> Problem details:
Extract the records from the line containing "[det] man in blue shirt" through the end of the records, and reproduce only that stretch with every line unchanged.

> Bounding-box records:
━━━━

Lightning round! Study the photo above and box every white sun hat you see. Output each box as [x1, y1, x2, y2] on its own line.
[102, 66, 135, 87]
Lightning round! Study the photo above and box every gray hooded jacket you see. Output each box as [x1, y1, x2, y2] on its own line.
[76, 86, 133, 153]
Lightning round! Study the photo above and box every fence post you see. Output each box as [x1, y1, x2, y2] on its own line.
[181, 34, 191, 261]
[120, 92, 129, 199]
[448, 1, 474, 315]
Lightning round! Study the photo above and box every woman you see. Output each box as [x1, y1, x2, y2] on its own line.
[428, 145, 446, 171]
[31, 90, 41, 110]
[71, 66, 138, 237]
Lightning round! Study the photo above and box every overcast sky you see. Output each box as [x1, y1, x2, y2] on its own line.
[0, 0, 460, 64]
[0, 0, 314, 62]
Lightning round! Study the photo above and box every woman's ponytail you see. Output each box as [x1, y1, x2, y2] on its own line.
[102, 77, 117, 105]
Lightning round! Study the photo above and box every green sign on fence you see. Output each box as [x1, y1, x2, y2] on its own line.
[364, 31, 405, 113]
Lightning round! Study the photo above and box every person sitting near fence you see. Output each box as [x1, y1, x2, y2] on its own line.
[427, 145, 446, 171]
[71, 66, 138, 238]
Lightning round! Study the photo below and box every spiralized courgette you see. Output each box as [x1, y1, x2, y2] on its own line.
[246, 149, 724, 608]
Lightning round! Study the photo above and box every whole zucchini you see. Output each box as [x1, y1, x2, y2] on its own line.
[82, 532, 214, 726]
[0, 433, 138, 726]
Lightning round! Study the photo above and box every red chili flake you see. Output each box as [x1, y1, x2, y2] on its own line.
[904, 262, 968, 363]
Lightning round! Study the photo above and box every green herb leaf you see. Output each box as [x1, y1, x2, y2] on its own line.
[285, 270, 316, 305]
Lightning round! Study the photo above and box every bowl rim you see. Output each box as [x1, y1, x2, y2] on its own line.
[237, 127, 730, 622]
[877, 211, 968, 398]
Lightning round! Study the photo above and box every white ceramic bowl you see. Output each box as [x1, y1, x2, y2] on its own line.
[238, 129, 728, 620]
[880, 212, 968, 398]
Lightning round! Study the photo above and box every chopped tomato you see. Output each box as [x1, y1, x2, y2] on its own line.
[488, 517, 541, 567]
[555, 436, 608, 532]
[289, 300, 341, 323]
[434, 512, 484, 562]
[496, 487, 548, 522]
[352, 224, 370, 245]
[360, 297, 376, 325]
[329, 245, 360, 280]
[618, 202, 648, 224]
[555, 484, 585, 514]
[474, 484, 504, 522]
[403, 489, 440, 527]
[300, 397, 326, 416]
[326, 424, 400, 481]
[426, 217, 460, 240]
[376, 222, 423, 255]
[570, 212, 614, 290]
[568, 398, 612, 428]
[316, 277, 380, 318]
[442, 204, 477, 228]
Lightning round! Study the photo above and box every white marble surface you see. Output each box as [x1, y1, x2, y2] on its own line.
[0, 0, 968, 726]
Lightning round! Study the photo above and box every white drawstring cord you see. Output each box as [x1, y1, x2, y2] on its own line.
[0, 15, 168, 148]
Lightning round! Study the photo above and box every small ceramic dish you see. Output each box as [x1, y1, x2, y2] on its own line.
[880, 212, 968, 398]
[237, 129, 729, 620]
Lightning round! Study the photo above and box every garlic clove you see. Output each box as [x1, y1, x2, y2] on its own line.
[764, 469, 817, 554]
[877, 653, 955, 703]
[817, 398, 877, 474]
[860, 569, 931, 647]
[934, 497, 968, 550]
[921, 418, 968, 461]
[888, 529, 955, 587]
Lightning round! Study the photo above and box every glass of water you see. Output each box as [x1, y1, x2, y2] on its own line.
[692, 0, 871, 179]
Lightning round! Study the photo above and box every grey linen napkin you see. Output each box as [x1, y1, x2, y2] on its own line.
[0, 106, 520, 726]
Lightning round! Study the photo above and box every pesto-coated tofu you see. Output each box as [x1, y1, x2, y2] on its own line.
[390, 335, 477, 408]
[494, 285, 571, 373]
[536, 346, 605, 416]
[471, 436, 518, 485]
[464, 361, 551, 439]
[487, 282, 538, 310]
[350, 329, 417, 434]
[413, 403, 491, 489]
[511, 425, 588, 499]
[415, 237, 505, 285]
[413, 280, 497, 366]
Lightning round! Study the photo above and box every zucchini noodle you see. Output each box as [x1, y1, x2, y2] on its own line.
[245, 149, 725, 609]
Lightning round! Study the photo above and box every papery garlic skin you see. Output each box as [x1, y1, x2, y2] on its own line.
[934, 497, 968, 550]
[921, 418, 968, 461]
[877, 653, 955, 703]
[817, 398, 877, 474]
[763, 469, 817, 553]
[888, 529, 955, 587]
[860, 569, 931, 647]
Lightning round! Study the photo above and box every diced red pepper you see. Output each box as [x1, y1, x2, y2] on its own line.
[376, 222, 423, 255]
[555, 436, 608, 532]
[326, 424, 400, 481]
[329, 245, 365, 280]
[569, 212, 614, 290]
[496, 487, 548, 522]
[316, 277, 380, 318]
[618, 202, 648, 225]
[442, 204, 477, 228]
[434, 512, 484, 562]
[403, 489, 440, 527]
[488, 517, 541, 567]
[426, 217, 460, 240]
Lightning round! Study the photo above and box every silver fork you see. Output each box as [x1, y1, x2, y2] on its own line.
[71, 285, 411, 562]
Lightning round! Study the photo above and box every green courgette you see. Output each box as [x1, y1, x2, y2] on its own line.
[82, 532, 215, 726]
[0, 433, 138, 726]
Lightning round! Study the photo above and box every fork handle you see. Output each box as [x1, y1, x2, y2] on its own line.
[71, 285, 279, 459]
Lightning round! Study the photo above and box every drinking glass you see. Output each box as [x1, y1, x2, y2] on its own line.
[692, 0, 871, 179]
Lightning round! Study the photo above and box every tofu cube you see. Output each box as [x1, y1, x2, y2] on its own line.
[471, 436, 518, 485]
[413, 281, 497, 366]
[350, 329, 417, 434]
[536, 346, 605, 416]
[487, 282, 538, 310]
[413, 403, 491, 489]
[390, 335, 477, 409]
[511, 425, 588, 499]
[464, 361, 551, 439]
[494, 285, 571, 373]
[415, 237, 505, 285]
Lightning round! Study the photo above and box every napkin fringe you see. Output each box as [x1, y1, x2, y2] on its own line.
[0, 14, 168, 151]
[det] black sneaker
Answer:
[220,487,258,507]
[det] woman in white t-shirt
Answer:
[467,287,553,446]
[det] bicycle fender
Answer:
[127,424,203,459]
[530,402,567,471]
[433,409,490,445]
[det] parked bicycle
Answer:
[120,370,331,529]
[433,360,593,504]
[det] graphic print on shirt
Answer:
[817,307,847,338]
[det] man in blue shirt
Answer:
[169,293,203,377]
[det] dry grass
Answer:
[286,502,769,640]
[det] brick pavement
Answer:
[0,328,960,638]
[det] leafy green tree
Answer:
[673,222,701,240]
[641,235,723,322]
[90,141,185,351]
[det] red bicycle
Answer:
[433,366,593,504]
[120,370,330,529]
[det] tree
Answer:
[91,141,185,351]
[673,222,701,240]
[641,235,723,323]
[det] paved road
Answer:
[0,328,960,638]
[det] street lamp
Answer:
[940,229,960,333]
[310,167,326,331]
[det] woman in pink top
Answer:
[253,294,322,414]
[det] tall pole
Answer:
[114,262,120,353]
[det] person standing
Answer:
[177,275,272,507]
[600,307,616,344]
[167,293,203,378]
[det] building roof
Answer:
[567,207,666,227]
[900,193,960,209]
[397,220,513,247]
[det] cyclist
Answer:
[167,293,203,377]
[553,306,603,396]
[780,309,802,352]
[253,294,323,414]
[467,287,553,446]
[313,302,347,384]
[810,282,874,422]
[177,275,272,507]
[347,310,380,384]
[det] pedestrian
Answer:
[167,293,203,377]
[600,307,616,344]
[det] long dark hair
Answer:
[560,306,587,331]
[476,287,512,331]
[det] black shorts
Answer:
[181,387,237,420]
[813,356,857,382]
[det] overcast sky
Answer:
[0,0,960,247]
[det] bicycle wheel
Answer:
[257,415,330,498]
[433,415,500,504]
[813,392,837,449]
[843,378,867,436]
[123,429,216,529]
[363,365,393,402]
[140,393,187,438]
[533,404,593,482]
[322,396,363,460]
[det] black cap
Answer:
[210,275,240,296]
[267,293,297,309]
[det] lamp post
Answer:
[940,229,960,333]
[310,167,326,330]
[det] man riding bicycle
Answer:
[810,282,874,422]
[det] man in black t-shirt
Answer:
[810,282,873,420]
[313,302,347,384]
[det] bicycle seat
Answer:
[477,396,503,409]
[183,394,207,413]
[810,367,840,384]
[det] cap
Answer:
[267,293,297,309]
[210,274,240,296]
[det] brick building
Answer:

━━━━

> Written solution:
[det] man in blue shirt
Answer:
[169,293,203,377]
[det] dry grass
Answer:
[286,502,769,640]
[det] brick pavement
Answer:
[0,328,960,638]
[det] leafy green tree
Answer:
[673,222,701,240]
[641,235,723,322]
[90,141,185,351]
[det] red bicycle
Answer:
[433,366,593,504]
[120,370,330,529]
[det] tree
Answer:
[91,141,185,351]
[673,222,701,240]
[641,235,723,323]
[det] paved road
Answer:
[0,328,960,638]
[det] street lamp
Answer:
[940,229,960,333]
[310,167,326,331]
[det] woman in pink top
Answer:
[253,294,322,414]
[det] tall pole
Answer:
[114,262,120,353]
[det] person standing
Answer:
[177,275,272,507]
[600,307,616,344]
[167,293,203,378]
[det] building roof
Answer:
[567,207,666,227]
[900,193,960,209]
[397,220,513,247]
[det] cyclist
Answer:
[167,293,203,377]
[553,306,603,396]
[780,309,802,352]
[253,294,323,414]
[467,287,553,446]
[313,302,347,384]
[810,282,874,422]
[177,275,272,507]
[347,310,380,384]
[det] pedestrian
Answer:
[167,293,203,377]
[600,307,616,344]
[det] long dark hair
Answer:
[560,306,587,331]
[476,287,512,331]
[det] black shorts
Answer:
[181,387,237,420]
[813,356,857,382]
[det] overcast sky
Answer:
[0,0,960,247]
[det] bicycle wheel
Answer:
[257,415,330,498]
[433,415,500,504]
[813,392,837,449]
[843,378,867,436]
[123,429,216,529]
[363,365,393,402]
[140,393,187,438]
[533,404,593,482]
[322,396,363,460]
[det] black cap
Answer:
[210,275,240,296]
[267,293,297,309]
[det] lamp post
Answer:
[940,229,960,333]
[310,167,326,330]
[det] man riding bicycle
Answer:
[810,282,874,422]
[det] man in black t-shirt
Answer:
[810,282,873,420]
[313,302,347,384]
[det] bicycle seat
Answer:
[477,396,503,409]
[183,394,207,413]
[810,367,840,384]
[det] cap
Answer:
[267,293,297,309]
[210,274,240,296]
[det] brick building
Answer:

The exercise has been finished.